**Given instruction**: Write out only the lines from the line that holds "Place one keypoint on each instance of the man in" to the end of the listing below, inclusive, with the pictures omitted.
======== Data to use ========
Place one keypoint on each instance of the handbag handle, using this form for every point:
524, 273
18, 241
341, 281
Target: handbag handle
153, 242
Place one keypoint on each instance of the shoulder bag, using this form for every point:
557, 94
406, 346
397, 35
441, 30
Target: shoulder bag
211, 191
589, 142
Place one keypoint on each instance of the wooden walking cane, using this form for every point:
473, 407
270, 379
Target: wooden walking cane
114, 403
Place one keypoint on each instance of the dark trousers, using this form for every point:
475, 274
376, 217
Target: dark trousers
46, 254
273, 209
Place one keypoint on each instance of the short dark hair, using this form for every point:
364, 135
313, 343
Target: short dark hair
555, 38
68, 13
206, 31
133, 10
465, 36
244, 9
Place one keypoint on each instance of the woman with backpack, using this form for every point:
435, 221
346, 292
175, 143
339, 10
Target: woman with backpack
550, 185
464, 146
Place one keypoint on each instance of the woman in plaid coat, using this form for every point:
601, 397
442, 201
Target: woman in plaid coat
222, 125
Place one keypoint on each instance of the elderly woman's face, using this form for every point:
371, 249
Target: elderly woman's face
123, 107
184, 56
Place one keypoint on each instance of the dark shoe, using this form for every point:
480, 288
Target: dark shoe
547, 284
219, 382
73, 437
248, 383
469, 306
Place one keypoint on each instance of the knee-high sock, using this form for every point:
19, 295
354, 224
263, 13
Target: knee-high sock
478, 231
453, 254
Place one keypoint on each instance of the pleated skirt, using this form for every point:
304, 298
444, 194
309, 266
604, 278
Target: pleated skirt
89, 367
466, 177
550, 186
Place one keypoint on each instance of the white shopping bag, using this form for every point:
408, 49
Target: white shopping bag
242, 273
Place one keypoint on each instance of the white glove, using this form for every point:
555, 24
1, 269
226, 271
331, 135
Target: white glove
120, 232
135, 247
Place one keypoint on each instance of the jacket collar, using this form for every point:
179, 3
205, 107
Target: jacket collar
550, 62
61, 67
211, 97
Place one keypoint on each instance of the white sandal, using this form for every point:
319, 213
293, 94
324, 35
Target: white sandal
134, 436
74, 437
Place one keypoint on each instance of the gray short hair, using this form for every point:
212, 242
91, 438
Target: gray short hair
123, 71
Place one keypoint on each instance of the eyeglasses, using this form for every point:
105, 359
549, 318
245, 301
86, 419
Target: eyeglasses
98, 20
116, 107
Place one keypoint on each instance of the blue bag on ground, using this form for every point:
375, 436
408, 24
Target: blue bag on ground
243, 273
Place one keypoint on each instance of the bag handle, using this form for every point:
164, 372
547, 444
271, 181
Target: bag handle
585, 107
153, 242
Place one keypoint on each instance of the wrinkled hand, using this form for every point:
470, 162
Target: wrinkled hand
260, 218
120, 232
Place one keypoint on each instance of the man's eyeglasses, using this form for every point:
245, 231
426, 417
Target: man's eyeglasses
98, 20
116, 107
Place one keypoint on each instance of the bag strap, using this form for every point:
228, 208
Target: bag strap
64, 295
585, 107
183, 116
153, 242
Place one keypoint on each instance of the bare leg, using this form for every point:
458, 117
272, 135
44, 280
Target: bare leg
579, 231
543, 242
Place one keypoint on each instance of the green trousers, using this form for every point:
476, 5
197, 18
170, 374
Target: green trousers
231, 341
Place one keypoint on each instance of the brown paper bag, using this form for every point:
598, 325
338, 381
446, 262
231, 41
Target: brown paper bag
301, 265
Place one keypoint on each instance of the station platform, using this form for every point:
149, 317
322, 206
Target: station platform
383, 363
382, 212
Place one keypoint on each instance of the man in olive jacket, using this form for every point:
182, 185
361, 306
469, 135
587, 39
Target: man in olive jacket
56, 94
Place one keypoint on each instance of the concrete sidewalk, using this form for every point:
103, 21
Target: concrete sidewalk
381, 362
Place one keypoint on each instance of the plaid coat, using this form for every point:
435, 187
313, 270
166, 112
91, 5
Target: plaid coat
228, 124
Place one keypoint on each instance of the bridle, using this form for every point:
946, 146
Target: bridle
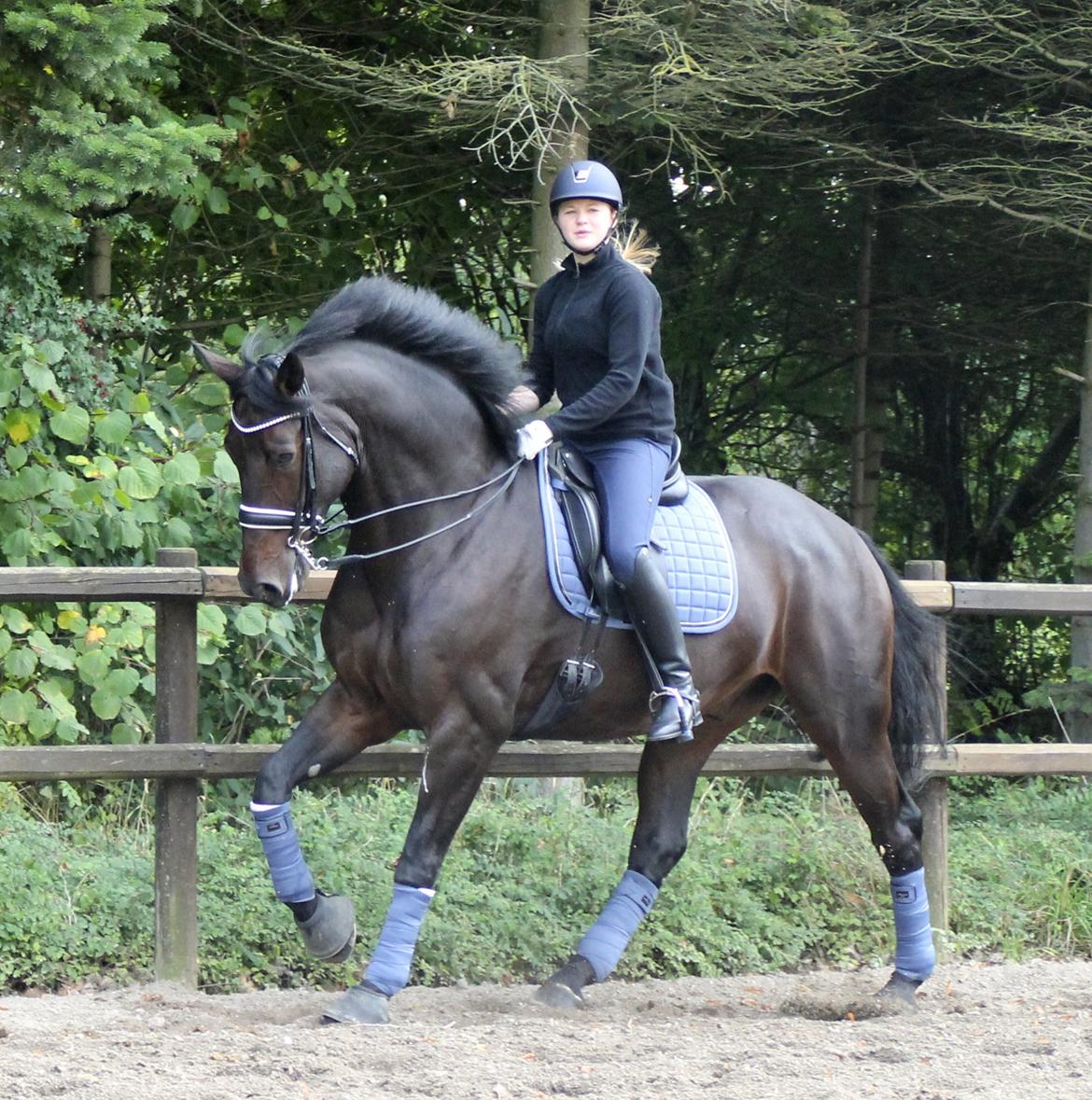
========
**Finished answer**:
Place one keypoint on each instance of the man in olive jacket, using this form for every point:
182, 185
361, 306
469, 135
587, 39
Target: man in olive jacket
56, 94
Place one keypoint on each instance of the concrete sidewalk, using this form for every point:
103, 21
Target: concrete sidewalk
381, 362
Place one keypoint on each instance of the plaid coat, using this form for every point:
435, 187
313, 270
166, 112
91, 5
Target: plaid coat
228, 124
Place one keypoint on each instance of the bridle, using this form for every point:
946, 146
Target: bridle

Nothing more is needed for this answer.